"""

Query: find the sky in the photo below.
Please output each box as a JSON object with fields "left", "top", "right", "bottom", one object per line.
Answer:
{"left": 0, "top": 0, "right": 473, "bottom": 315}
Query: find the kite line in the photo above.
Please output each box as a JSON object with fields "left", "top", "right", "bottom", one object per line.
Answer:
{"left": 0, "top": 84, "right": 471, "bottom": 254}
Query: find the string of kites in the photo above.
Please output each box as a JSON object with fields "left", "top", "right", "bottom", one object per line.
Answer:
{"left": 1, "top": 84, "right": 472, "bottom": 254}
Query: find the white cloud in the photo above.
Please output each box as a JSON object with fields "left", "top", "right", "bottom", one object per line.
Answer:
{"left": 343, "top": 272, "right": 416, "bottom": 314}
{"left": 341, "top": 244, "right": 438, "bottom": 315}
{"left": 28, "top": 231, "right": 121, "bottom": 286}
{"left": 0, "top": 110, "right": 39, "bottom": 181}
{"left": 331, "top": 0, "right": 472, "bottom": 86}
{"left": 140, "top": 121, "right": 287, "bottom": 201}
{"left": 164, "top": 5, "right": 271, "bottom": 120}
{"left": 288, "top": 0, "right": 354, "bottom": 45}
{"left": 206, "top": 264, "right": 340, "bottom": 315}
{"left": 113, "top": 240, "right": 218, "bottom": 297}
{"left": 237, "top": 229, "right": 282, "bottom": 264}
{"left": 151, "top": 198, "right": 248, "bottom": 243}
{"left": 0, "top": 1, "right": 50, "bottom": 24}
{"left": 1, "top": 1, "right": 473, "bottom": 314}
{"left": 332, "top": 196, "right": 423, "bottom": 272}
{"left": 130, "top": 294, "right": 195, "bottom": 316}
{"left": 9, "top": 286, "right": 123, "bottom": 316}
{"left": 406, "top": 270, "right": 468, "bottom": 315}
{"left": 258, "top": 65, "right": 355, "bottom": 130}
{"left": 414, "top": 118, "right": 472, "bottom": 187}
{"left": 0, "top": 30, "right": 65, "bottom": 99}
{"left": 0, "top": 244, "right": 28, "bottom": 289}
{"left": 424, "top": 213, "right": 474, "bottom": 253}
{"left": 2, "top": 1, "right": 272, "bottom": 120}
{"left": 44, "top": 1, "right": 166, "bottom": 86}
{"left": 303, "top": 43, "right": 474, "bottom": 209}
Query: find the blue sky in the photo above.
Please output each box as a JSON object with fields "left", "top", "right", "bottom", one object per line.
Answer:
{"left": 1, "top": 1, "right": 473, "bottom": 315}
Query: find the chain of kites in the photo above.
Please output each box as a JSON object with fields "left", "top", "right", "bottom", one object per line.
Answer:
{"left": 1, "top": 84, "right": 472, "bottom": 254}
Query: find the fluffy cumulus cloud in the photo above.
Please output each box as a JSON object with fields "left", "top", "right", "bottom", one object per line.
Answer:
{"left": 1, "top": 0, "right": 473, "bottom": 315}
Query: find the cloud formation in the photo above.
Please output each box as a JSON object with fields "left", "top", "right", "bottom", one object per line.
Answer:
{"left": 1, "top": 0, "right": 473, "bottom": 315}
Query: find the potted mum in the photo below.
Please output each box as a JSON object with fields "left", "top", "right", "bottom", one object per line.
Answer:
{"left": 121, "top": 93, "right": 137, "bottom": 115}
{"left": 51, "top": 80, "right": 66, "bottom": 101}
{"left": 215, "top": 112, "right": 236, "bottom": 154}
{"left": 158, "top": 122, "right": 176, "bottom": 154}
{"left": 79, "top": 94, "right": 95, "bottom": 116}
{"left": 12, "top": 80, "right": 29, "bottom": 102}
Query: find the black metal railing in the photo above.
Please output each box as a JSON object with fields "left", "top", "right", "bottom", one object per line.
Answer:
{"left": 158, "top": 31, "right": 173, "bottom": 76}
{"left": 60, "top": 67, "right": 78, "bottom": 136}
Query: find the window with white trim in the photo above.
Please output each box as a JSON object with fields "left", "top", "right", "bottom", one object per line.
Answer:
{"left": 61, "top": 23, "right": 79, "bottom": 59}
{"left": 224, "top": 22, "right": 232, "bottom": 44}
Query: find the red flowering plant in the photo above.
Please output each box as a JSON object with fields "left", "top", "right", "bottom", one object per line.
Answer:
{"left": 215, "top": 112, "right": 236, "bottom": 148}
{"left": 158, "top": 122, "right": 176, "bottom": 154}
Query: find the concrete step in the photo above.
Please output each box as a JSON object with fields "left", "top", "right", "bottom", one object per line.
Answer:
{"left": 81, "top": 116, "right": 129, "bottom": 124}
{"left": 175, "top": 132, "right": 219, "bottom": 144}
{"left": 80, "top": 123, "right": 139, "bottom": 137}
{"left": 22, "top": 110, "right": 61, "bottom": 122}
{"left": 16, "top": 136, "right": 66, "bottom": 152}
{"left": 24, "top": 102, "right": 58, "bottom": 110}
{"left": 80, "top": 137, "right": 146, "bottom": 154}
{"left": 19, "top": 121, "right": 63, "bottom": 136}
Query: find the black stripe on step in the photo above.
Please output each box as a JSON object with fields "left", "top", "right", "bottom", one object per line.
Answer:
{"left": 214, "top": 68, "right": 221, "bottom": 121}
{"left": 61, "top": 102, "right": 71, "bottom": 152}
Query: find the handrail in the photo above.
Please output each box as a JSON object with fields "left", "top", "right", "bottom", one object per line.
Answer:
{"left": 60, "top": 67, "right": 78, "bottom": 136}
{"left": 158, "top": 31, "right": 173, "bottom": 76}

"""
"""

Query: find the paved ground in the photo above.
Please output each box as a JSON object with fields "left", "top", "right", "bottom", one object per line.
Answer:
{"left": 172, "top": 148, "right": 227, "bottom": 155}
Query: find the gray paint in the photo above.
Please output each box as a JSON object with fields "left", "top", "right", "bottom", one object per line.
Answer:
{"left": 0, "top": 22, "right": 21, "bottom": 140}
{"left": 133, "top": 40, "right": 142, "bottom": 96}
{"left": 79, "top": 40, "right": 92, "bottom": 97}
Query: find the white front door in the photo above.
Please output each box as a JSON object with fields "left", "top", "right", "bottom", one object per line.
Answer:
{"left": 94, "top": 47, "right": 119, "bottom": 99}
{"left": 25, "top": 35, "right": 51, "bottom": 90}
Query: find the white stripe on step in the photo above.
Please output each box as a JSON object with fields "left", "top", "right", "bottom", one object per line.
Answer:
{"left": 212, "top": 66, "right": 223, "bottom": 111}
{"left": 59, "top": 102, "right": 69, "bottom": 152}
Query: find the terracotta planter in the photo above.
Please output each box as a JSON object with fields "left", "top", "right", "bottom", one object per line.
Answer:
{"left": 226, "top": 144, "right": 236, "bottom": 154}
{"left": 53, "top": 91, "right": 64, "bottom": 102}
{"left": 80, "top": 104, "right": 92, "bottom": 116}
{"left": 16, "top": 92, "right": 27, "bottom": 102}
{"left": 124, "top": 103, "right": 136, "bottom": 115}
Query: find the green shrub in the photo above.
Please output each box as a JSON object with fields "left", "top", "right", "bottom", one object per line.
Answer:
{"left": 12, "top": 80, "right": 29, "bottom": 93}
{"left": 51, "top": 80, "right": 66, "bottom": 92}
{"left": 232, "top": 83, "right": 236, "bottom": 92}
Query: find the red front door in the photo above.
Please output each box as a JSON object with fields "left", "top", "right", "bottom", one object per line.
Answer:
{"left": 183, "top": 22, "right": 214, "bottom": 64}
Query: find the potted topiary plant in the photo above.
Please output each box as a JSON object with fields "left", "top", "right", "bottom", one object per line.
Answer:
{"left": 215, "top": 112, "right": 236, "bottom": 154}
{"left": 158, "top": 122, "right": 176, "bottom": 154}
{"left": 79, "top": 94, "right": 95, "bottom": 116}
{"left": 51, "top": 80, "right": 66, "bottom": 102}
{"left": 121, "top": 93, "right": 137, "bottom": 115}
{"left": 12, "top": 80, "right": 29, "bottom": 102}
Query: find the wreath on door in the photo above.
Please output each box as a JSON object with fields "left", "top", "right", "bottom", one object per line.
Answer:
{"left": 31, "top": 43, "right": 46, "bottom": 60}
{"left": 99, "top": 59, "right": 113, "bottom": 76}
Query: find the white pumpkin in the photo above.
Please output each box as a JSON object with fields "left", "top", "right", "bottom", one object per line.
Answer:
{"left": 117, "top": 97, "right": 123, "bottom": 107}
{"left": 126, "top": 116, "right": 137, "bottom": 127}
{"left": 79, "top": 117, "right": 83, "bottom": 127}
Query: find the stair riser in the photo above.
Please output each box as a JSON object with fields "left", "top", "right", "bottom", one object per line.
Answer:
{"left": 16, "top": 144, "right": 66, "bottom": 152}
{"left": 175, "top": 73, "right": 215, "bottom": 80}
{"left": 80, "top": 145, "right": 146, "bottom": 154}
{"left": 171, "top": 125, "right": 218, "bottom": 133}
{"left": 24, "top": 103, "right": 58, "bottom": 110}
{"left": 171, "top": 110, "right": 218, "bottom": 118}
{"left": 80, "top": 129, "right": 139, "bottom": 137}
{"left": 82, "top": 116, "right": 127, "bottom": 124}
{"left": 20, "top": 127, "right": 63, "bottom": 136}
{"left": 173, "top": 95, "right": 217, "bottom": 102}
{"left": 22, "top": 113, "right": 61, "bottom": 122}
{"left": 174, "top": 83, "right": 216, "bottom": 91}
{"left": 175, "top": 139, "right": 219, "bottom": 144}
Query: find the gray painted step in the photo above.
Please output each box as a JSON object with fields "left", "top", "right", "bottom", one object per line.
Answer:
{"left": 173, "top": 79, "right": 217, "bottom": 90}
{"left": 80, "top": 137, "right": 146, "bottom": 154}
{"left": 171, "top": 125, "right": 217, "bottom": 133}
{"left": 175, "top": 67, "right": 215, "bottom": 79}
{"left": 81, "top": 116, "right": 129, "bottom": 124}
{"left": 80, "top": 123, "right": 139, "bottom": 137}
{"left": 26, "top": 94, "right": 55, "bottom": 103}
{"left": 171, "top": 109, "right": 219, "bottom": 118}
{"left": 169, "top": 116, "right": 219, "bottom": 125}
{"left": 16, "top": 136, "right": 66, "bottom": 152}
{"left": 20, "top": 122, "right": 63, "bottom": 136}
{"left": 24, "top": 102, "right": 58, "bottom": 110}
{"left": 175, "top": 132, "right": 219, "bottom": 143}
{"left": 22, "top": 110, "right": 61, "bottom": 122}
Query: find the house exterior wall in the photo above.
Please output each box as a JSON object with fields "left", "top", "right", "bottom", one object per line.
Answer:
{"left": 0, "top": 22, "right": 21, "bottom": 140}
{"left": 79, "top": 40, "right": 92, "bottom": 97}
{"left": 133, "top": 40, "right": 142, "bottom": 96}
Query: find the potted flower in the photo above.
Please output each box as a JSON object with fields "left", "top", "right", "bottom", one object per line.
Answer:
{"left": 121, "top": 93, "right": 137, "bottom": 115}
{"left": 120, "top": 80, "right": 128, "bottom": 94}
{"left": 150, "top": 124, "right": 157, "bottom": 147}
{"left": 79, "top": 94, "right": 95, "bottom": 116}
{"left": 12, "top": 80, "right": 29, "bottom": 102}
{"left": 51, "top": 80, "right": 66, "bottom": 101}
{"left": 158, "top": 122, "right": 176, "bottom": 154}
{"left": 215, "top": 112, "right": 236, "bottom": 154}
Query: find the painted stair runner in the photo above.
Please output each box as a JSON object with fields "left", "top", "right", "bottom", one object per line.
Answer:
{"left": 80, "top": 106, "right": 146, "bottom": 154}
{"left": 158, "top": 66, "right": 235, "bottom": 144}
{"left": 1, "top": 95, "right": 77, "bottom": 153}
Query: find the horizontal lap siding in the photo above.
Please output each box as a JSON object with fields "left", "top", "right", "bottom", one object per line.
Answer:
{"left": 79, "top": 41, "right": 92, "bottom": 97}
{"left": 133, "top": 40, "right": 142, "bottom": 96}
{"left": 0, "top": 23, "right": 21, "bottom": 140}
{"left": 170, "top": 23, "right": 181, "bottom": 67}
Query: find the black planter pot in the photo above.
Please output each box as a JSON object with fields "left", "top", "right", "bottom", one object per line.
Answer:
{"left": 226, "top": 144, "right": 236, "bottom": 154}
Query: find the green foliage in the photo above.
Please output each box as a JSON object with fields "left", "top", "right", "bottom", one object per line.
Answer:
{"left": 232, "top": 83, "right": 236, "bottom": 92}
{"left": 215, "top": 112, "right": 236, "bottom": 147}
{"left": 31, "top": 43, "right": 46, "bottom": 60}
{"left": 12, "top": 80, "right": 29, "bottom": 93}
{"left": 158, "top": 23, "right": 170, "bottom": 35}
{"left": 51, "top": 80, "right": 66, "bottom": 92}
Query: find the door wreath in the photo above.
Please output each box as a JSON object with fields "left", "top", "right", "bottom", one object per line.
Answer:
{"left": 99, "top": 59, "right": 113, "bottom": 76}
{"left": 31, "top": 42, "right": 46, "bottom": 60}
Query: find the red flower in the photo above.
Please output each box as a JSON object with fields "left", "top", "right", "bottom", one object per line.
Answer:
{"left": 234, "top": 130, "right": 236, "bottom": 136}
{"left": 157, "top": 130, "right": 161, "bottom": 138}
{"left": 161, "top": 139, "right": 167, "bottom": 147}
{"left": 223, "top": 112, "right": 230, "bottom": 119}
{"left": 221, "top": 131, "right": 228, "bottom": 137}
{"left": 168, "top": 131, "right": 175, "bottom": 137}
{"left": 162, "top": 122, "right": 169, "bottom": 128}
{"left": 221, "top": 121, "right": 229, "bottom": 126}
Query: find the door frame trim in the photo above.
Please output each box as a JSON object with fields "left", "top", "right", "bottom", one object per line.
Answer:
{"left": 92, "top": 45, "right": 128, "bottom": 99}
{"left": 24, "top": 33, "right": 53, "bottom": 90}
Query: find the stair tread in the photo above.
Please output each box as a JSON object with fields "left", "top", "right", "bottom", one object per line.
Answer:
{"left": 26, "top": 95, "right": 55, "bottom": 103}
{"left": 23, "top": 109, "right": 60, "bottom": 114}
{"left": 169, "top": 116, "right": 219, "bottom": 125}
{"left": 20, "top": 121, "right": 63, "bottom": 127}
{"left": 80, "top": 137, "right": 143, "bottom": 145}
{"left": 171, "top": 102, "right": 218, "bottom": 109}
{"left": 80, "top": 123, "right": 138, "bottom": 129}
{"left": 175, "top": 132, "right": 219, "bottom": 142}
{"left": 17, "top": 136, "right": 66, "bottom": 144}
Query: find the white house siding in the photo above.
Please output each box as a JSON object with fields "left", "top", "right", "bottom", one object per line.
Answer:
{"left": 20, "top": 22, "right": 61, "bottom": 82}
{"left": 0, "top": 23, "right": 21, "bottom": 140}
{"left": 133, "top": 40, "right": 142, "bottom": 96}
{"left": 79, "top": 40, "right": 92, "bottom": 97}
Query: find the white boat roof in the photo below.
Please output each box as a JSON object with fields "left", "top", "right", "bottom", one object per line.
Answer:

"""
"""

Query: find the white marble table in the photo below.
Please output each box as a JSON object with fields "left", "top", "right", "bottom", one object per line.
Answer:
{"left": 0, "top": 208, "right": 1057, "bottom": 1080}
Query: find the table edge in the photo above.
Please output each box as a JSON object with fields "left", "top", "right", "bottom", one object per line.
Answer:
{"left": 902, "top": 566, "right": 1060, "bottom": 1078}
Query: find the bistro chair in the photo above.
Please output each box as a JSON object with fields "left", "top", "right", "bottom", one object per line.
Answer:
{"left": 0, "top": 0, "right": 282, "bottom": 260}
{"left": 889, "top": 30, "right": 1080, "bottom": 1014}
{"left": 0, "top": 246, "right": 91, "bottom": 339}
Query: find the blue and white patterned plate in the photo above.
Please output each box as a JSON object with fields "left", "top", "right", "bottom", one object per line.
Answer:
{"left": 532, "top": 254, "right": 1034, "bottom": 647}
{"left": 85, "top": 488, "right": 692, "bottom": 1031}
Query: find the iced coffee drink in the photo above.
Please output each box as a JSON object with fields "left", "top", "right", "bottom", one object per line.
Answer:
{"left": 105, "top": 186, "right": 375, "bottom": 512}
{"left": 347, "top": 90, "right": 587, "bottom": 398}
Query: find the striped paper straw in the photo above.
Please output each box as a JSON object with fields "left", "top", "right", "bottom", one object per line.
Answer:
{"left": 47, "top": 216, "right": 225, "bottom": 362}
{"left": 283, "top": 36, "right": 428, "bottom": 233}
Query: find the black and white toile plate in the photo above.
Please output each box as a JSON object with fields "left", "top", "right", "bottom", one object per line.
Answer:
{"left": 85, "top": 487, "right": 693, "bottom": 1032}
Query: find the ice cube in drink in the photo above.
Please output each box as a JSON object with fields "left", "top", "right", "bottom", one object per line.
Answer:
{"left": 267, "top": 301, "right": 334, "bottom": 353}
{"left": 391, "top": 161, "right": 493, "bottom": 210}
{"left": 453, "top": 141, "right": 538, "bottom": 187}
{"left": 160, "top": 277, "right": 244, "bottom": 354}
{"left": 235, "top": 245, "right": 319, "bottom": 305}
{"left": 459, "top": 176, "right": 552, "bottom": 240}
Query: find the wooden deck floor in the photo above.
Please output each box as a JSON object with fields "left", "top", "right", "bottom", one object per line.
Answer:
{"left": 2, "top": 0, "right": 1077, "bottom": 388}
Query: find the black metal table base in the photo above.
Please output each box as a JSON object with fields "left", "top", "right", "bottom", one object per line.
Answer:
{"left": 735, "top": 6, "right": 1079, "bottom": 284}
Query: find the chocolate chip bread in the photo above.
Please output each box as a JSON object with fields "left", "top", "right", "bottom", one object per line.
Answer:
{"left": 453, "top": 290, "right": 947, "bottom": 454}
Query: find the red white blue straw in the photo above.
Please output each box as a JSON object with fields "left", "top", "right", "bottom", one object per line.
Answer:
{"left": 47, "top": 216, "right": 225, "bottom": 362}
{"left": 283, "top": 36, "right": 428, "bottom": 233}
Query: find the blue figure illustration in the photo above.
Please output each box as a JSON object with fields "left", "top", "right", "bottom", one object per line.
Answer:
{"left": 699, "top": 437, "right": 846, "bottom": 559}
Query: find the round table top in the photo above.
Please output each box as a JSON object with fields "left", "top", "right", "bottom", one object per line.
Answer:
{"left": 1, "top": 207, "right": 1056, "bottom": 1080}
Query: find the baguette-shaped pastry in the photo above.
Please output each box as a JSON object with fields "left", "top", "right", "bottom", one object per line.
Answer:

"""

WHAT NEEDS TO BE DONE → From the listing, copy each line containing the word "drink".

TASK ANSWER →
Query: find the iced coffee drink in the photo above.
Query: find the ice cube in drink in the photo above.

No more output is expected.